一块数据
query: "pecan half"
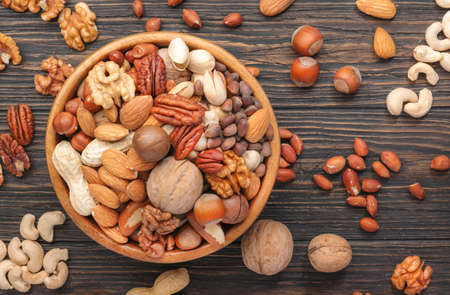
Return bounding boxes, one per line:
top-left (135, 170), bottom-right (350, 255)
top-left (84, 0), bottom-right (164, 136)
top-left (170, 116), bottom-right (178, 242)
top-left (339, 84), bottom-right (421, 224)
top-left (0, 133), bottom-right (31, 177)
top-left (170, 125), bottom-right (203, 160)
top-left (152, 93), bottom-right (205, 126)
top-left (7, 103), bottom-right (34, 146)
top-left (195, 149), bottom-right (225, 174)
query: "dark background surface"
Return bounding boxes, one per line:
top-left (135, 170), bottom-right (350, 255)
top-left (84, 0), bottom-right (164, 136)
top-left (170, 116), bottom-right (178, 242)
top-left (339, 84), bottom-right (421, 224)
top-left (0, 0), bottom-right (450, 295)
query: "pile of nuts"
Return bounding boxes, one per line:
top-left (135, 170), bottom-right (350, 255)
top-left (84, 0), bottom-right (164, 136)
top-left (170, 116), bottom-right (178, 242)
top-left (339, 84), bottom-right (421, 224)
top-left (52, 38), bottom-right (272, 258)
top-left (0, 211), bottom-right (69, 293)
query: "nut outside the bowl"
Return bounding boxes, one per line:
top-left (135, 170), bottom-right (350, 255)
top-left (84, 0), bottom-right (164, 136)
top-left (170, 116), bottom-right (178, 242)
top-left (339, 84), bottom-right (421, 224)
top-left (46, 32), bottom-right (280, 263)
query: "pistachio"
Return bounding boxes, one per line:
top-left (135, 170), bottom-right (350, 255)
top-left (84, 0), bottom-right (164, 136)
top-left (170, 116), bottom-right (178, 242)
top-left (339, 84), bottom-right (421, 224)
top-left (168, 38), bottom-right (190, 71)
top-left (188, 49), bottom-right (216, 74)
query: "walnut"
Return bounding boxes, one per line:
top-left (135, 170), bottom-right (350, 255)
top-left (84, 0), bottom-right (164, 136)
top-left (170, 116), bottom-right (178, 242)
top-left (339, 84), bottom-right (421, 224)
top-left (58, 2), bottom-right (98, 51)
top-left (0, 33), bottom-right (22, 71)
top-left (86, 61), bottom-right (136, 110)
top-left (34, 56), bottom-right (74, 96)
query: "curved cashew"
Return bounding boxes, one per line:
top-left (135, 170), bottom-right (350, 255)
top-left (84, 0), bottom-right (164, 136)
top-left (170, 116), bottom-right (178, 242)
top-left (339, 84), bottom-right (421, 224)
top-left (0, 259), bottom-right (17, 290)
top-left (22, 266), bottom-right (48, 285)
top-left (413, 45), bottom-right (442, 63)
top-left (8, 237), bottom-right (28, 265)
top-left (8, 265), bottom-right (31, 293)
top-left (22, 240), bottom-right (44, 272)
top-left (425, 22), bottom-right (450, 51)
top-left (43, 248), bottom-right (69, 274)
top-left (38, 211), bottom-right (66, 243)
top-left (408, 62), bottom-right (439, 85)
top-left (403, 88), bottom-right (433, 118)
top-left (20, 213), bottom-right (39, 241)
top-left (44, 261), bottom-right (69, 289)
top-left (386, 87), bottom-right (419, 116)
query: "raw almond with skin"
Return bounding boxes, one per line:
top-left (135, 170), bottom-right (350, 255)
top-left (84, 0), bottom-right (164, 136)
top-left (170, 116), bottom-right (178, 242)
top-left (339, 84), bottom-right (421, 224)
top-left (373, 28), bottom-right (396, 59)
top-left (259, 0), bottom-right (294, 16)
top-left (94, 123), bottom-right (129, 141)
top-left (356, 0), bottom-right (397, 19)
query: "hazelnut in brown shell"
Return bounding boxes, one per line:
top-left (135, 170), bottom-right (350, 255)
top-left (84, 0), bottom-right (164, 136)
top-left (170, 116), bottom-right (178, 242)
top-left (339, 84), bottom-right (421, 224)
top-left (133, 126), bottom-right (170, 162)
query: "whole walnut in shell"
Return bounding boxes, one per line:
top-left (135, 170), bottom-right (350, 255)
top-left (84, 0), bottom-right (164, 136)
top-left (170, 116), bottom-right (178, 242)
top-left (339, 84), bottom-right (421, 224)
top-left (241, 219), bottom-right (294, 276)
top-left (308, 234), bottom-right (352, 273)
top-left (147, 157), bottom-right (203, 214)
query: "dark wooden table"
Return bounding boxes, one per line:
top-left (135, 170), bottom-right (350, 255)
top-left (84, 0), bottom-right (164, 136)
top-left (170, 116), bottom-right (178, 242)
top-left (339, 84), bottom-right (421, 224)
top-left (0, 0), bottom-right (450, 295)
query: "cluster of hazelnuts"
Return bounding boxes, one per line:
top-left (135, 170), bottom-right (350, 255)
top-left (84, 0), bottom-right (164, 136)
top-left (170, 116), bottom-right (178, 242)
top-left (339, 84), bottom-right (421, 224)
top-left (291, 25), bottom-right (361, 94)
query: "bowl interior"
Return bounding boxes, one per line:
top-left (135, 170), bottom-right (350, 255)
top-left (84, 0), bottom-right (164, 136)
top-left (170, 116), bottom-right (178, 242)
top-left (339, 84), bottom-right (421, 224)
top-left (45, 32), bottom-right (280, 263)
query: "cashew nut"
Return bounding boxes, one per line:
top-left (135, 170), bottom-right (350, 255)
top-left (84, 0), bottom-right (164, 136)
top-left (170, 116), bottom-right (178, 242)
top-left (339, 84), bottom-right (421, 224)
top-left (38, 211), bottom-right (66, 243)
top-left (44, 261), bottom-right (69, 289)
top-left (22, 266), bottom-right (48, 285)
top-left (22, 240), bottom-right (44, 272)
top-left (413, 45), bottom-right (442, 63)
top-left (8, 237), bottom-right (28, 265)
top-left (440, 52), bottom-right (450, 72)
top-left (20, 213), bottom-right (39, 241)
top-left (0, 259), bottom-right (17, 290)
top-left (44, 248), bottom-right (69, 274)
top-left (425, 22), bottom-right (450, 51)
top-left (386, 87), bottom-right (419, 116)
top-left (403, 88), bottom-right (433, 118)
top-left (408, 62), bottom-right (439, 85)
top-left (8, 265), bottom-right (31, 293)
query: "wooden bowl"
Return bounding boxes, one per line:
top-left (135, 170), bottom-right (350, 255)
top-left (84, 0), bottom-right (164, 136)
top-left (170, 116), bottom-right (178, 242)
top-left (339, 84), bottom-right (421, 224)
top-left (45, 32), bottom-right (280, 263)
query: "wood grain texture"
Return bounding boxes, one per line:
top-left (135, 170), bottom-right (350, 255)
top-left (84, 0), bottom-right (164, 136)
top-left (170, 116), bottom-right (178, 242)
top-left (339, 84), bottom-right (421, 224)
top-left (0, 0), bottom-right (450, 295)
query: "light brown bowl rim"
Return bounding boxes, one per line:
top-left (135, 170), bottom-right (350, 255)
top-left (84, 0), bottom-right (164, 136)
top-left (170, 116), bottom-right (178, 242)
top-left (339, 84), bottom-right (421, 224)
top-left (45, 32), bottom-right (280, 263)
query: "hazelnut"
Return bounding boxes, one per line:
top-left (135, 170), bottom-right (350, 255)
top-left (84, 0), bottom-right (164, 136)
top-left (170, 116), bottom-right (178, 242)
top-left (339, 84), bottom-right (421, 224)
top-left (70, 131), bottom-right (92, 153)
top-left (133, 126), bottom-right (170, 162)
top-left (222, 195), bottom-right (250, 224)
top-left (308, 234), bottom-right (352, 273)
top-left (53, 112), bottom-right (78, 136)
top-left (241, 219), bottom-right (294, 276)
top-left (64, 97), bottom-right (83, 115)
top-left (291, 56), bottom-right (320, 87)
top-left (334, 66), bottom-right (361, 94)
top-left (291, 25), bottom-right (323, 56)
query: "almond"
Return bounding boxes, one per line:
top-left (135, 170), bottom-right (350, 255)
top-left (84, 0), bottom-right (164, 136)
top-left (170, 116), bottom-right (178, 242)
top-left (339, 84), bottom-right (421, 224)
top-left (101, 149), bottom-right (137, 180)
top-left (94, 123), bottom-right (129, 141)
top-left (81, 165), bottom-right (103, 184)
top-left (380, 151), bottom-right (402, 172)
top-left (259, 0), bottom-right (294, 16)
top-left (88, 183), bottom-right (120, 209)
top-left (359, 217), bottom-right (379, 233)
top-left (92, 205), bottom-right (119, 227)
top-left (313, 174), bottom-right (333, 191)
top-left (127, 179), bottom-right (147, 202)
top-left (120, 95), bottom-right (153, 130)
top-left (77, 107), bottom-right (96, 137)
top-left (323, 156), bottom-right (345, 174)
top-left (373, 28), bottom-right (396, 59)
top-left (356, 0), bottom-right (397, 19)
top-left (342, 168), bottom-right (361, 196)
top-left (98, 166), bottom-right (128, 193)
top-left (372, 161), bottom-right (391, 178)
top-left (119, 202), bottom-right (146, 237)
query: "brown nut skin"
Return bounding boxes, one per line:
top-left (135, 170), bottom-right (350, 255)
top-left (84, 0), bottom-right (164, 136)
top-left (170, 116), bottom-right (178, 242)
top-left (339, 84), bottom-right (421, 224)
top-left (291, 25), bottom-right (323, 56)
top-left (333, 66), bottom-right (361, 94)
top-left (241, 219), bottom-right (294, 276)
top-left (53, 112), bottom-right (78, 136)
top-left (133, 126), bottom-right (170, 162)
top-left (308, 234), bottom-right (352, 273)
top-left (222, 195), bottom-right (249, 224)
top-left (291, 56), bottom-right (320, 88)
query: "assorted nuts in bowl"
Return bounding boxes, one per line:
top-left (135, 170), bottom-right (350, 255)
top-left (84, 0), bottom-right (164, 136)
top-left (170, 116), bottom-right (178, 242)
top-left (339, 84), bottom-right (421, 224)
top-left (46, 32), bottom-right (280, 263)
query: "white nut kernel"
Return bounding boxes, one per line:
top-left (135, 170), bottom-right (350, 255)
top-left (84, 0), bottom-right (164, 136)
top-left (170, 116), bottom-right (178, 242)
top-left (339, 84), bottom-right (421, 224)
top-left (408, 62), bottom-right (439, 85)
top-left (386, 87), bottom-right (419, 116)
top-left (20, 213), bottom-right (39, 241)
top-left (403, 88), bottom-right (433, 118)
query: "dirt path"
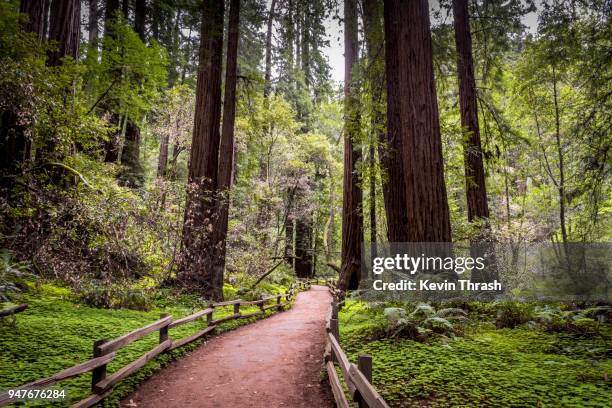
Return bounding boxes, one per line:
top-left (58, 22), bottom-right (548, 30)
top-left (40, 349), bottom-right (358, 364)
top-left (121, 286), bottom-right (332, 408)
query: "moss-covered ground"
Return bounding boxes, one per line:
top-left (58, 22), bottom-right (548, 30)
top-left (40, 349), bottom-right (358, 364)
top-left (0, 284), bottom-right (292, 407)
top-left (340, 302), bottom-right (612, 407)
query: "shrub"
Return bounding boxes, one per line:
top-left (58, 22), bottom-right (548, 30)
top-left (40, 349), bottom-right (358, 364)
top-left (383, 303), bottom-right (466, 341)
top-left (75, 280), bottom-right (153, 311)
top-left (495, 301), bottom-right (534, 329)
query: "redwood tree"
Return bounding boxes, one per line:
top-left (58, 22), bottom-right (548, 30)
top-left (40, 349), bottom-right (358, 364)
top-left (378, 2), bottom-right (408, 242)
top-left (47, 0), bottom-right (81, 66)
top-left (179, 0), bottom-right (224, 297)
top-left (19, 0), bottom-right (50, 42)
top-left (338, 0), bottom-right (363, 290)
top-left (385, 0), bottom-right (451, 242)
top-left (213, 0), bottom-right (240, 299)
top-left (453, 0), bottom-right (489, 221)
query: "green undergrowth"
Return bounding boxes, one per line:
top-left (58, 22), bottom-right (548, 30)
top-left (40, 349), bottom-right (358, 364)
top-left (0, 284), bottom-right (294, 407)
top-left (340, 302), bottom-right (612, 407)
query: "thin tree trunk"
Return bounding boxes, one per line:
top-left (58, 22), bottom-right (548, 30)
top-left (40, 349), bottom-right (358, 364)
top-left (104, 0), bottom-right (119, 36)
top-left (157, 132), bottom-right (170, 177)
top-left (87, 0), bottom-right (100, 58)
top-left (552, 66), bottom-right (567, 246)
top-left (213, 0), bottom-right (240, 299)
top-left (121, 0), bottom-right (130, 22)
top-left (385, 0), bottom-right (451, 242)
top-left (338, 0), bottom-right (363, 290)
top-left (378, 2), bottom-right (408, 242)
top-left (134, 0), bottom-right (147, 43)
top-left (363, 0), bottom-right (385, 252)
top-left (264, 0), bottom-right (276, 100)
top-left (0, 0), bottom-right (48, 183)
top-left (179, 0), bottom-right (224, 297)
top-left (453, 0), bottom-right (489, 221)
top-left (19, 0), bottom-right (49, 43)
top-left (295, 214), bottom-right (313, 278)
top-left (47, 0), bottom-right (81, 67)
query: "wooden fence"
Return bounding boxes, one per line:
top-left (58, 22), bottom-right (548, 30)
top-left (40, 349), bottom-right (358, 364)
top-left (0, 280), bottom-right (310, 408)
top-left (324, 281), bottom-right (389, 408)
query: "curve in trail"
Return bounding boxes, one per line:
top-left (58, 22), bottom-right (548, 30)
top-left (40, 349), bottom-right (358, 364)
top-left (121, 285), bottom-right (332, 408)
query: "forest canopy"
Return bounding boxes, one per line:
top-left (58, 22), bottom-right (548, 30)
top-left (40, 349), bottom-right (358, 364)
top-left (0, 0), bottom-right (612, 307)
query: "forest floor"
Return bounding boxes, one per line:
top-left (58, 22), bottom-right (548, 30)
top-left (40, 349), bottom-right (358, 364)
top-left (121, 286), bottom-right (331, 408)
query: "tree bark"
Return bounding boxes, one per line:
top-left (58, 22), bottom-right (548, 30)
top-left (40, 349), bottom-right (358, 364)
top-left (338, 0), bottom-right (363, 290)
top-left (363, 0), bottom-right (385, 250)
top-left (386, 0), bottom-right (451, 242)
top-left (295, 216), bottom-right (313, 278)
top-left (157, 132), bottom-right (170, 177)
top-left (121, 0), bottom-right (130, 22)
top-left (213, 0), bottom-right (240, 299)
top-left (47, 0), bottom-right (81, 67)
top-left (119, 118), bottom-right (144, 188)
top-left (104, 0), bottom-right (119, 35)
top-left (453, 0), bottom-right (489, 221)
top-left (19, 0), bottom-right (49, 43)
top-left (134, 0), bottom-right (147, 43)
top-left (0, 0), bottom-right (49, 183)
top-left (264, 0), bottom-right (276, 100)
top-left (179, 0), bottom-right (224, 297)
top-left (378, 2), bottom-right (408, 242)
top-left (552, 65), bottom-right (567, 245)
top-left (87, 0), bottom-right (100, 52)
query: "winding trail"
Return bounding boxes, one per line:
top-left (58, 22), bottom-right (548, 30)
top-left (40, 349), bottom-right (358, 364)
top-left (121, 285), bottom-right (332, 408)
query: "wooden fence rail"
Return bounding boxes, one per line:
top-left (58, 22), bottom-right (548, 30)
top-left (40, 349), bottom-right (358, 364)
top-left (324, 281), bottom-right (389, 408)
top-left (0, 280), bottom-right (310, 408)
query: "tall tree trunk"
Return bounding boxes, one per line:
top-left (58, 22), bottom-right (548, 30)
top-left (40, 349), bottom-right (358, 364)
top-left (47, 0), bottom-right (81, 67)
top-left (121, 0), bottom-right (130, 19)
top-left (363, 0), bottom-right (385, 252)
top-left (385, 0), bottom-right (451, 242)
top-left (118, 118), bottom-right (144, 188)
top-left (453, 0), bottom-right (489, 221)
top-left (157, 132), bottom-right (170, 177)
top-left (179, 0), bottom-right (225, 297)
top-left (19, 0), bottom-right (49, 43)
top-left (87, 0), bottom-right (100, 57)
top-left (0, 0), bottom-right (49, 185)
top-left (264, 0), bottom-right (276, 100)
top-left (378, 2), bottom-right (408, 242)
top-left (453, 0), bottom-right (498, 282)
top-left (213, 0), bottom-right (240, 299)
top-left (338, 0), bottom-right (363, 290)
top-left (104, 0), bottom-right (119, 35)
top-left (300, 1), bottom-right (311, 88)
top-left (552, 65), bottom-right (567, 245)
top-left (134, 0), bottom-right (147, 43)
top-left (284, 217), bottom-right (295, 269)
top-left (295, 214), bottom-right (313, 278)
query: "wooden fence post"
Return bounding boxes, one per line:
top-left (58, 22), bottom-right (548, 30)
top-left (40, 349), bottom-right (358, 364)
top-left (357, 354), bottom-right (372, 408)
top-left (329, 319), bottom-right (340, 342)
top-left (276, 295), bottom-right (283, 312)
top-left (206, 303), bottom-right (216, 334)
top-left (91, 339), bottom-right (107, 394)
top-left (159, 313), bottom-right (170, 344)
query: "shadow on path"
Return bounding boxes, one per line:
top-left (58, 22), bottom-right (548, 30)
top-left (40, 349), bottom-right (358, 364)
top-left (121, 285), bottom-right (333, 408)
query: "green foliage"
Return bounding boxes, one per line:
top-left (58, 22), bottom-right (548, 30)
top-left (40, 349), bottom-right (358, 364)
top-left (0, 284), bottom-right (280, 407)
top-left (383, 303), bottom-right (466, 341)
top-left (87, 14), bottom-right (168, 121)
top-left (340, 302), bottom-right (612, 408)
top-left (495, 301), bottom-right (534, 329)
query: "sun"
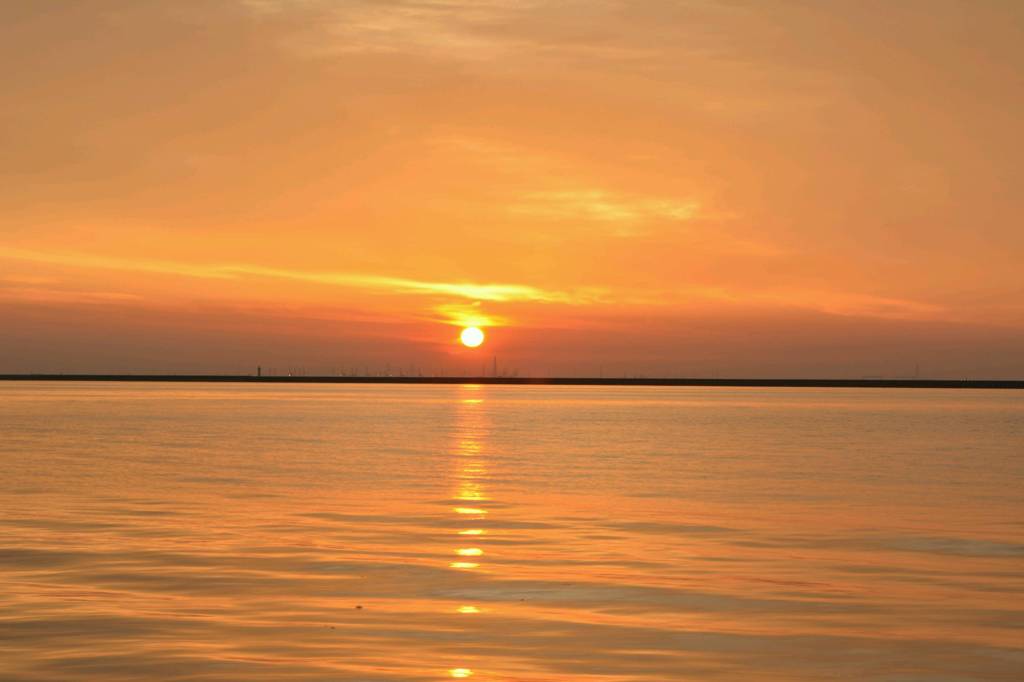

» 任务说明:
请列出上面记录中所有含有字符串“skin”的行，每行照原样抄下。大小写不同的不算。

» 参考答案:
query: "raw almond with skin"
query: "brown nut skin"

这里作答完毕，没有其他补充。